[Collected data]
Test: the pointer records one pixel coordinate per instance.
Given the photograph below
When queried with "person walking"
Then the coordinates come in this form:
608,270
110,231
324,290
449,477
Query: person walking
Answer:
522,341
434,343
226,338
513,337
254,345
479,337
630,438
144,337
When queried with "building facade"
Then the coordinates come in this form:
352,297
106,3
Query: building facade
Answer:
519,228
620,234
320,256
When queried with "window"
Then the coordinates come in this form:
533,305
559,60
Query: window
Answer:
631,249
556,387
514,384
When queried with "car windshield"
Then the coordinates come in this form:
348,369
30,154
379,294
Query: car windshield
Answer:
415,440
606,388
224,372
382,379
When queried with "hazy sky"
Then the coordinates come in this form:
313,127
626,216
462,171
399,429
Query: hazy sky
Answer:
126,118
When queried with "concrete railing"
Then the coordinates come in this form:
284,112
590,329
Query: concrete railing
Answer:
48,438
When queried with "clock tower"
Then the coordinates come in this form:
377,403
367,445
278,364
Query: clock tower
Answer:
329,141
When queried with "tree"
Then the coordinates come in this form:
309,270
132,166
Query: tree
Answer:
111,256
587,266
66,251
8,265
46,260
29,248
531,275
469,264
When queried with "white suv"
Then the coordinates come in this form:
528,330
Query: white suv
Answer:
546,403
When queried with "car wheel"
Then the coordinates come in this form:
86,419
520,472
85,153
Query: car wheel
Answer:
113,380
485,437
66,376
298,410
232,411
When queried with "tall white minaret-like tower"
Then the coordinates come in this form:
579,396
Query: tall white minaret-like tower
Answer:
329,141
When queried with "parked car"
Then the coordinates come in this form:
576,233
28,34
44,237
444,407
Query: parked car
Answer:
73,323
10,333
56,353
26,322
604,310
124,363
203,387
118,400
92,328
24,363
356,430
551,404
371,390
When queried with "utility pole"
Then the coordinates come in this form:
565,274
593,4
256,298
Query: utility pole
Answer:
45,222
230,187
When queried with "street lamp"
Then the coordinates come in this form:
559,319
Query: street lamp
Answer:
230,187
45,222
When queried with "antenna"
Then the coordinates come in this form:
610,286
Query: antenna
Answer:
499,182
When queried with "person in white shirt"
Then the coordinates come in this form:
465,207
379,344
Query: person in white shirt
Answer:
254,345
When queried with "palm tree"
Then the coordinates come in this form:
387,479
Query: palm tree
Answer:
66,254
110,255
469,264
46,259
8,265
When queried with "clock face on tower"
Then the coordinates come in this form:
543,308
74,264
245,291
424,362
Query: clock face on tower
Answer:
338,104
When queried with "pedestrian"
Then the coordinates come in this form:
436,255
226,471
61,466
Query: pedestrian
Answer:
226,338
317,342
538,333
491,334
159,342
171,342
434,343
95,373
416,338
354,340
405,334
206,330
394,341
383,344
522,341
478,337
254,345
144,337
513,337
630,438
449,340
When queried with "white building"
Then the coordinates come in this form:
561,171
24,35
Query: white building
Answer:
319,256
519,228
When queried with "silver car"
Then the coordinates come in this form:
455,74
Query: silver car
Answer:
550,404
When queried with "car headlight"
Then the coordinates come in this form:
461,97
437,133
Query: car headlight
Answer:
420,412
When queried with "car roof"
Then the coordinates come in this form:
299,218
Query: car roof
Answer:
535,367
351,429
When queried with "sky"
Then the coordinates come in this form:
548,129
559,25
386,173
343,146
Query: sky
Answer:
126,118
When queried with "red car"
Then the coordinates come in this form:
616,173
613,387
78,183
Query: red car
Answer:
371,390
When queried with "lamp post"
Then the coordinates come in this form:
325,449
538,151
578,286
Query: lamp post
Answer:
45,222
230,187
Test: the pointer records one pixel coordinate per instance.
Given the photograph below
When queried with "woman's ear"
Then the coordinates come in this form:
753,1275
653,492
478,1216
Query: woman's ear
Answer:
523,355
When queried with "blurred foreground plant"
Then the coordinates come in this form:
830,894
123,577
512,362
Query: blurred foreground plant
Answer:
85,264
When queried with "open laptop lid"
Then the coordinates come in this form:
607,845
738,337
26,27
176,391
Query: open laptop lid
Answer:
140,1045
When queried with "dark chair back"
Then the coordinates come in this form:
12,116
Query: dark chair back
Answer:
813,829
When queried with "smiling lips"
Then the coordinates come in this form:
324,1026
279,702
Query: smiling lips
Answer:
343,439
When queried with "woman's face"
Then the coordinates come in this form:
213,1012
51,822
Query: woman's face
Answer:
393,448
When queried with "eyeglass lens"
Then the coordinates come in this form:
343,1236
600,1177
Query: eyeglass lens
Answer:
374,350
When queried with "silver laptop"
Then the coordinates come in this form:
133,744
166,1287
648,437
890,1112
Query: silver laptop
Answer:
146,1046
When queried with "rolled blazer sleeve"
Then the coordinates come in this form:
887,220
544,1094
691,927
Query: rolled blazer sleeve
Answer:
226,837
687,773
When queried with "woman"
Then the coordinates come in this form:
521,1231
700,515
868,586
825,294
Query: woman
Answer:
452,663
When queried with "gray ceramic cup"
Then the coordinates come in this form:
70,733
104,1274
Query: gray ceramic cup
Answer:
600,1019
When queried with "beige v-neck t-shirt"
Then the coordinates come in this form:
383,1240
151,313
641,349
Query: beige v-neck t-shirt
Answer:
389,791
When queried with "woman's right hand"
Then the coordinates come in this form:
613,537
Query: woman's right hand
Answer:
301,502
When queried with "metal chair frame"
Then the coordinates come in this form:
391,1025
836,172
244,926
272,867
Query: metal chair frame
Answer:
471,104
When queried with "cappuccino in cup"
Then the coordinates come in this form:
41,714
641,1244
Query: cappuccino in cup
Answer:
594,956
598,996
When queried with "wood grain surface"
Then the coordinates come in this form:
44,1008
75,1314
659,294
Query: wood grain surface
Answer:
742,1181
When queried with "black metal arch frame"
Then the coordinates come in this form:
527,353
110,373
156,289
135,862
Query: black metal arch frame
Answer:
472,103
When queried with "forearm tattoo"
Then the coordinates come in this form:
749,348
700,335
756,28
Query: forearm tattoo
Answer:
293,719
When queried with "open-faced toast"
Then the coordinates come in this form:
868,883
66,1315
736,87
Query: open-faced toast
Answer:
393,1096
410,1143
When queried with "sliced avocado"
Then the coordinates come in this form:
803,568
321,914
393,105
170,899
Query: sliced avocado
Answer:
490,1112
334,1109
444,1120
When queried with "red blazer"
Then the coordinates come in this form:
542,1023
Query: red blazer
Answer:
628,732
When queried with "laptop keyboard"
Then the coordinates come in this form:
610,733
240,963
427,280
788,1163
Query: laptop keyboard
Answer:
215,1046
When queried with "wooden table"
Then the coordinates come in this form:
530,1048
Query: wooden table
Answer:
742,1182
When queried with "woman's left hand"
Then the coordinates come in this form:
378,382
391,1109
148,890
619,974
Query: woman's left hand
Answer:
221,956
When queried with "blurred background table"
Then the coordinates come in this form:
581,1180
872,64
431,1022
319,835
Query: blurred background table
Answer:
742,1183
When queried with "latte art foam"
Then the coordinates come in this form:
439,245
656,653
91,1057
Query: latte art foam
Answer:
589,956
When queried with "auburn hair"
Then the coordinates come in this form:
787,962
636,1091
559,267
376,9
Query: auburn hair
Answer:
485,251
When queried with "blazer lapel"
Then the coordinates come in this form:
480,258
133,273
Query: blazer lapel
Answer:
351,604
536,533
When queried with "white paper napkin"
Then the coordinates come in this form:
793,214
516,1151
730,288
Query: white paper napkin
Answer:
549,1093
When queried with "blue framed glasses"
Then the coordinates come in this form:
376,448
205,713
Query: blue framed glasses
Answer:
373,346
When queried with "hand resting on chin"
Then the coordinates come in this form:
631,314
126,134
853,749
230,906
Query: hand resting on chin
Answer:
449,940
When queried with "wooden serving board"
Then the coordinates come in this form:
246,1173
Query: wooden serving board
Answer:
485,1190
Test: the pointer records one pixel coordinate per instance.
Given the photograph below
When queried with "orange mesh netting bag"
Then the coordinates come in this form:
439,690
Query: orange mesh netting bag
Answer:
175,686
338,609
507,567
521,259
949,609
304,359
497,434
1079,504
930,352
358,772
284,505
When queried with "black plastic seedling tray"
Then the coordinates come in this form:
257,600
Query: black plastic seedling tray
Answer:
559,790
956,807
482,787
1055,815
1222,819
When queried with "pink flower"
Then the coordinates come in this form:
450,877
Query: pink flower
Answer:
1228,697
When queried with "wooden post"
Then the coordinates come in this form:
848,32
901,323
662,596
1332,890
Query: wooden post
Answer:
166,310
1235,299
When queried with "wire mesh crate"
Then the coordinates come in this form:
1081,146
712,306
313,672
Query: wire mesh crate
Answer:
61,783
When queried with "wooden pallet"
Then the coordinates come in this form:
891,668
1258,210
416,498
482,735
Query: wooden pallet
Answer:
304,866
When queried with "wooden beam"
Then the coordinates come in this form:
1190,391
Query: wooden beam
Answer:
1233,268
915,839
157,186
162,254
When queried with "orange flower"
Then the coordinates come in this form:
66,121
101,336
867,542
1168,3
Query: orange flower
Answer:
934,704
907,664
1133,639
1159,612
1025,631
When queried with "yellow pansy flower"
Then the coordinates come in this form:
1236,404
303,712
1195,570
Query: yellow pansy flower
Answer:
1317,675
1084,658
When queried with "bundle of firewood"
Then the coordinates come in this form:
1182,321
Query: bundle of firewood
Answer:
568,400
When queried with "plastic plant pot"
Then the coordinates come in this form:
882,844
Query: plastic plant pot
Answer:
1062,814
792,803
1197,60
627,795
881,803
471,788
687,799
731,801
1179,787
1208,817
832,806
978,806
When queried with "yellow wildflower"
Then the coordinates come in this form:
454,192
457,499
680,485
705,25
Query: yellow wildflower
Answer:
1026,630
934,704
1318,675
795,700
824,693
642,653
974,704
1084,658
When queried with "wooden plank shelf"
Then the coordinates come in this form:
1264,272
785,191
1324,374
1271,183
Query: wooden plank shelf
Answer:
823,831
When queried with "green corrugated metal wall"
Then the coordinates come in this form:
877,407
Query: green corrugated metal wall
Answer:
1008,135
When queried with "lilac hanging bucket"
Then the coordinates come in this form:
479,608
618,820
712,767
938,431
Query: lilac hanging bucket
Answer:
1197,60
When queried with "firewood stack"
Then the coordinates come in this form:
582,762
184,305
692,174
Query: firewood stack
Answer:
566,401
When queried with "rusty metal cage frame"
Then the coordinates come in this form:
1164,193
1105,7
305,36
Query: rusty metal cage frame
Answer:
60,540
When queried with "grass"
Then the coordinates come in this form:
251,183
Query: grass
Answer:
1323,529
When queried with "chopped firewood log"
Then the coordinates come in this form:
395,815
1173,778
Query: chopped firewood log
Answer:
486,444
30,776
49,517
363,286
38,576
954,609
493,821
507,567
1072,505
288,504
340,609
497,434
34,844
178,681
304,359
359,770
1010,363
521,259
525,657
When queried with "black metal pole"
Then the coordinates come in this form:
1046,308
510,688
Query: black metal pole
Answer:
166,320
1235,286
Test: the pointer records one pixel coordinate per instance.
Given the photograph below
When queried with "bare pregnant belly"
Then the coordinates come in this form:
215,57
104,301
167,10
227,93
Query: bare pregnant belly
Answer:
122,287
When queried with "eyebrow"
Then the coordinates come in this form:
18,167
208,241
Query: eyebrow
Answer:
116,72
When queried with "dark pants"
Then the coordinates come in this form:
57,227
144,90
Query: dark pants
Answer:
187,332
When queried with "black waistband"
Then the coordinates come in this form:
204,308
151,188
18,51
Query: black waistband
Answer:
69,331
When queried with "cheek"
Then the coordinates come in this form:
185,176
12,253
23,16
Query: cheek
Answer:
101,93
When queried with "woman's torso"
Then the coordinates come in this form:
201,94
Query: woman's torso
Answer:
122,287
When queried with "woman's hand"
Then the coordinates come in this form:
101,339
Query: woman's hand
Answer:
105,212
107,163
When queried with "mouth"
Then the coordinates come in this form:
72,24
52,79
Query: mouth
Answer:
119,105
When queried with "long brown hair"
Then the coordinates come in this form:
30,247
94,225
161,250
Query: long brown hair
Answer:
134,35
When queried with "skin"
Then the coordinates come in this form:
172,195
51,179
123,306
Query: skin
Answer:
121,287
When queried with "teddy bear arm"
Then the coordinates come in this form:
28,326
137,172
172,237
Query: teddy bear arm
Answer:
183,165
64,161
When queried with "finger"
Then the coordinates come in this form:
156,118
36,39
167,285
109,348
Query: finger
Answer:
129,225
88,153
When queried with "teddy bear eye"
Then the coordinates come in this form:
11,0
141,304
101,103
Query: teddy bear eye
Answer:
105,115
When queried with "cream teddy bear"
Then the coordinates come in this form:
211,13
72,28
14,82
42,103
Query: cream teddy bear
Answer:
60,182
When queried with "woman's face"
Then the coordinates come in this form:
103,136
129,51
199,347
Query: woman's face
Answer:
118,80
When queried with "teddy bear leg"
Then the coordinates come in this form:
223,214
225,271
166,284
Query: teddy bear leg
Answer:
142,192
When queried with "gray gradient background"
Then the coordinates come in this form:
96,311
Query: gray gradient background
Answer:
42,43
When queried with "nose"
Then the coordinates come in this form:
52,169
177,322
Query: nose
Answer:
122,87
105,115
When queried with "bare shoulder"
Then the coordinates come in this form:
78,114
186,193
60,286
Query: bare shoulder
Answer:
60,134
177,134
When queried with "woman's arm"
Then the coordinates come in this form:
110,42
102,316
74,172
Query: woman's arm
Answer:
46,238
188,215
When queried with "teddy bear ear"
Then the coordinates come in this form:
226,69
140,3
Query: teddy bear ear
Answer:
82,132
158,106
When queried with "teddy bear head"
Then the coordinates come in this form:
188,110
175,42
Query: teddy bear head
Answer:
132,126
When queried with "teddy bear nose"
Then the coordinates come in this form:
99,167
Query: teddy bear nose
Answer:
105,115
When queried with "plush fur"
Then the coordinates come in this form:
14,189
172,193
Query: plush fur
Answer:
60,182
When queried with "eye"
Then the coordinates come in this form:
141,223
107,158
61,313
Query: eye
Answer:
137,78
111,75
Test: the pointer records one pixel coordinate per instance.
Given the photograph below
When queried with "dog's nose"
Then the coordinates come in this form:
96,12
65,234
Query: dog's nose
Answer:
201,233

TASK DIRECTIONS: Please count the lines in the rows above that contain the word "hazy" and reply with only that number.

EXERCISE RESULT: 2